[Records from a data collection]
+++

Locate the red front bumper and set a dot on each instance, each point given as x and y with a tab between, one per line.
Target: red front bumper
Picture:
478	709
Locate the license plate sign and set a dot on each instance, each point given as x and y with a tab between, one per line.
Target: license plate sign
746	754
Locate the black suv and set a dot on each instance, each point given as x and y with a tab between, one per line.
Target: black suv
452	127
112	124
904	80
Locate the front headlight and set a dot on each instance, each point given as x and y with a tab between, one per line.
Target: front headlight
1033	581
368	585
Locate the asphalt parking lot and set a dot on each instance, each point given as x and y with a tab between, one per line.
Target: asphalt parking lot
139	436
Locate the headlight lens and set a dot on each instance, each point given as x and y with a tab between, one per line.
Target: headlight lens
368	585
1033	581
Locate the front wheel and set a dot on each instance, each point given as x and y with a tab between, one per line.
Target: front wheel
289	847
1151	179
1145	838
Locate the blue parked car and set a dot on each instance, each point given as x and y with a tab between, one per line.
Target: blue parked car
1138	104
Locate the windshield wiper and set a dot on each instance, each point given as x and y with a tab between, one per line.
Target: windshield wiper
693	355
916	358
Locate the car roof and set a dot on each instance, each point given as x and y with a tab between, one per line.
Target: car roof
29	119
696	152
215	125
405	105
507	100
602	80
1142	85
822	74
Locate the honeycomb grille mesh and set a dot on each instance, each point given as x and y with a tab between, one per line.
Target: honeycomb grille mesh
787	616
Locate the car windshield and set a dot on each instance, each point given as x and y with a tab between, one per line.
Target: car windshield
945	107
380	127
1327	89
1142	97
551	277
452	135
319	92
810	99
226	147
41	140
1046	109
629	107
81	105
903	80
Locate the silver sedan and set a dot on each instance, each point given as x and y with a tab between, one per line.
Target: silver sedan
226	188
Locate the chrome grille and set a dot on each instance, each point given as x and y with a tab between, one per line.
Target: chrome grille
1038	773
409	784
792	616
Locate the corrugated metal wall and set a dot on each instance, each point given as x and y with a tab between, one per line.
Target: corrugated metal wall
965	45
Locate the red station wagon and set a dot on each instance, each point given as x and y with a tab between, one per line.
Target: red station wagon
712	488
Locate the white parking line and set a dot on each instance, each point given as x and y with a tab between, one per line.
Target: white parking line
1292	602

+++

* _Task_:
Output all of the entries, exactly as they are written.

* _Output below_:
Locate the red front bumper and set a dot on each instance, each point given as x and y with a tab between, one per line.
Target: red front bumper
Picture:
478	709
Locate the license plate sign and set a dot on each instance, each point given as x and y with a tab between, one per line.
Target: license plate sign
746	754
Locate the black suv and set a dot on each instance, each point given as x and y with a tab between, one per line.
Target: black suv
452	127
112	124
904	80
Locate the front headlight and set a dot on each instance, each point given as x and y with a tab between, one per line.
Target: front headlight
1033	581
368	585
Locate the asphalt parking lot and set a dot on each instance, each point given as x and y with a tab between, one per line.
Target: asphalt parking lot
139	436
Locate the headlight lens and set a dot on each instance, each point given as x and y with a tab between, one per line.
Target: headlight lens
368	585
1033	581
Locate the front wheel and set a dot on each instance, each point given as x and y with a tab between, one per line.
Target: front wheel
289	847
1151	179
1145	838
Locate the blue parked car and set a dot on each instance, each point given as x and y with a tab between, one per line.
Target: blue parked car
1138	104
Locate the windshield wiper and set a dot on each instance, each point given as x and y with a tab between, one per line.
Target: windshield wiper
693	355
916	358
Locate the car roof and set a dot on each instance, each point given as x and y with a tab between, one per line.
Target: car roof
29	119
696	152
215	125
405	105
507	100
602	80
1142	85
822	74
Locate the honeycomb grille mesh and set a dot on each instance, each point given as x and y with a tab between, one per line.
Target: honeycomb grille mesh
787	616
Locate the car windshield and set a dot on each instance, each point given as x and y with a tab between, one per line.
Target: car windshield
945	107
380	127
1327	89
1142	97
551	277
452	135
319	92
810	99
226	147
41	140
1046	109
629	107
81	105
903	80
Locate the silver sedan and set a dot on each instance, each point given as x and y with a tab between, one per line.
Target: silver sedan
226	188
Locate the chrome grille and set a dot on each instance, each point given as x and y with a tab between, one per line.
Target: chrome grille
1038	773
409	784
792	616
Locate the corrugated metal wall and set a dot on each instance, each point given as x and y with a tab between, one per line.
Target: corrugated metal wall
965	45
Locate the red station wagon and set a dot on each instance, each point given as x and y with a tab between, one per line.
Target: red station wagon
712	488
Locate the white parking line and set a dot on each instance, each point given as x and y with a tab between, one per line.
Target: white parking line
1292	602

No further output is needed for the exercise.